# Record list start
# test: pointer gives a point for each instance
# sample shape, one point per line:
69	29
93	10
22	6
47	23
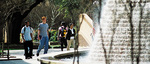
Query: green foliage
# Record list end
### Objective
Quote every line of the records above word for word, leaving out the pictures.

### Finished exercise
# test: pointer gives a point for each instance
# sample shape, one point per line:
69	29
93	10
22	6
47	23
Query: green foliage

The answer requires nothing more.